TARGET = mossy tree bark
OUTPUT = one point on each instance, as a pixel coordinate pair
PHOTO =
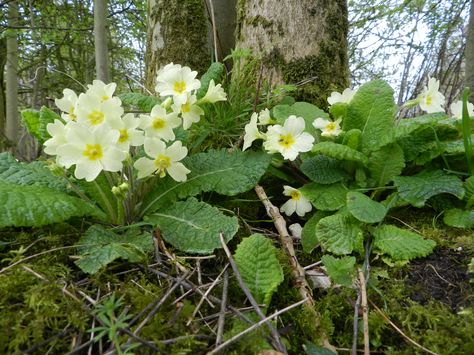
(297, 41)
(177, 32)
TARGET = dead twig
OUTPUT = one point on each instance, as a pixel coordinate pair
(255, 326)
(399, 331)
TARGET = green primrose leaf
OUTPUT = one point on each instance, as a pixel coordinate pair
(259, 267)
(194, 227)
(417, 189)
(341, 270)
(365, 209)
(401, 244)
(98, 247)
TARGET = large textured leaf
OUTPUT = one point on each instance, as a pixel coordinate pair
(144, 103)
(323, 169)
(98, 247)
(325, 197)
(259, 267)
(227, 173)
(401, 244)
(194, 227)
(365, 209)
(340, 152)
(386, 163)
(214, 72)
(35, 173)
(418, 188)
(372, 110)
(458, 218)
(36, 122)
(309, 237)
(28, 206)
(339, 234)
(341, 270)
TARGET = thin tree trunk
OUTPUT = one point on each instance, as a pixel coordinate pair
(298, 41)
(12, 124)
(177, 32)
(470, 54)
(100, 41)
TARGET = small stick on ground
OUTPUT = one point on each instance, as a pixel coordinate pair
(399, 331)
(287, 243)
(276, 337)
(365, 312)
(221, 320)
(253, 327)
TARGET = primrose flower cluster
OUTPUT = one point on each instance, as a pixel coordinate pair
(95, 134)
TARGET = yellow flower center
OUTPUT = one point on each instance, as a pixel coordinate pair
(295, 195)
(93, 151)
(123, 136)
(185, 108)
(96, 117)
(158, 123)
(179, 87)
(286, 140)
(162, 162)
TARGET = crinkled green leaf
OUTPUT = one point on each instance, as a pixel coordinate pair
(98, 247)
(36, 173)
(33, 206)
(340, 270)
(341, 152)
(194, 227)
(325, 197)
(36, 122)
(214, 72)
(372, 110)
(142, 102)
(259, 267)
(401, 244)
(418, 188)
(227, 173)
(386, 163)
(339, 234)
(458, 218)
(323, 169)
(309, 238)
(364, 208)
(300, 109)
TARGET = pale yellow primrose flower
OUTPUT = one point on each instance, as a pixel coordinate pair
(91, 150)
(214, 93)
(165, 160)
(431, 100)
(297, 203)
(174, 80)
(67, 104)
(129, 134)
(190, 112)
(159, 123)
(290, 139)
(456, 109)
(251, 132)
(345, 97)
(328, 128)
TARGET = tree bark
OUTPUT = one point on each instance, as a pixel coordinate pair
(100, 41)
(177, 32)
(12, 125)
(470, 54)
(298, 41)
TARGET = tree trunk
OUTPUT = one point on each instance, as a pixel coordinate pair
(12, 125)
(470, 54)
(177, 32)
(100, 41)
(298, 41)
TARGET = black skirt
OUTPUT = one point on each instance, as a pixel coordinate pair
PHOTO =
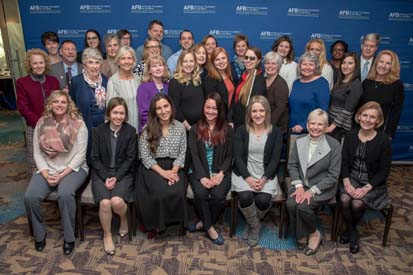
#####
**What you have to do:** Skip the pictures and print each record exactly as it stands.

**Written solution:**
TARGET = mossy tree bark
OUTPUT = one point on each instance, as a pixel coordinate pair
PHOTO =
(297, 41)
(177, 32)
TARGET = dead twig
OUTPUT = one point on each instance, as a pixel coordinate pair
(255, 326)
(399, 331)
TARGET = green primrose leaf
OUTPUT = one point on each instance, as a pixel coordinate pair
(259, 267)
(194, 227)
(417, 189)
(341, 270)
(365, 209)
(401, 244)
(98, 247)
TARGET = large textured leaf
OUTPUT = one point on each instance, as a pixel coordinate pair
(144, 103)
(323, 169)
(98, 247)
(325, 197)
(259, 267)
(227, 173)
(401, 244)
(194, 227)
(365, 209)
(340, 152)
(386, 163)
(214, 72)
(35, 173)
(418, 188)
(372, 110)
(458, 218)
(36, 122)
(309, 237)
(28, 206)
(339, 234)
(341, 270)
TARGET = thin tree trunk
OUTPUT = one point on each instance, as a pixel coordinate pair
(298, 41)
(12, 124)
(177, 32)
(470, 54)
(100, 41)
TARGET = small stick on ground
OUTPUT = one point on each instance, as a pixel coordinate pair
(399, 331)
(287, 243)
(276, 337)
(365, 312)
(221, 320)
(253, 327)
TARGET = primrose flower cluster
OUTPUT = one point on each instance, as a pixel coordinate pair
(95, 134)
TARGET = yellow flower center
OUTPUT = one point on each instance, as a pixel coordinate pair
(295, 195)
(93, 151)
(123, 136)
(185, 108)
(96, 117)
(158, 123)
(179, 87)
(286, 140)
(162, 162)
TARGET = crinkled green leaf
OUTPUT = one point on each instance, as a pixel coordinate pair
(98, 247)
(36, 173)
(33, 206)
(340, 270)
(341, 152)
(194, 227)
(325, 197)
(36, 122)
(214, 72)
(372, 110)
(142, 102)
(259, 267)
(401, 244)
(418, 188)
(227, 173)
(386, 163)
(339, 234)
(458, 218)
(323, 169)
(309, 238)
(364, 208)
(300, 109)
TARGET = pale yellow primrose flower
OUTPUT = one point on each instance, as a pixel coordinate pair
(91, 150)
(214, 93)
(165, 160)
(431, 100)
(297, 203)
(174, 80)
(67, 104)
(129, 134)
(190, 112)
(159, 123)
(290, 139)
(456, 109)
(251, 132)
(345, 97)
(328, 128)
TARGET = tree bark
OUTPUT = one point on each instance, as a pixel coordinate pair
(100, 41)
(177, 32)
(12, 125)
(470, 54)
(298, 41)
TARGET = tree trunk
OUTPUT = one point on each instance, as a pixel coordinate pair
(12, 125)
(470, 54)
(177, 32)
(100, 41)
(298, 41)
TARGET = black skirt
OUTPUT = one point on each instance, as a pixel coordinate pair
PHOTO =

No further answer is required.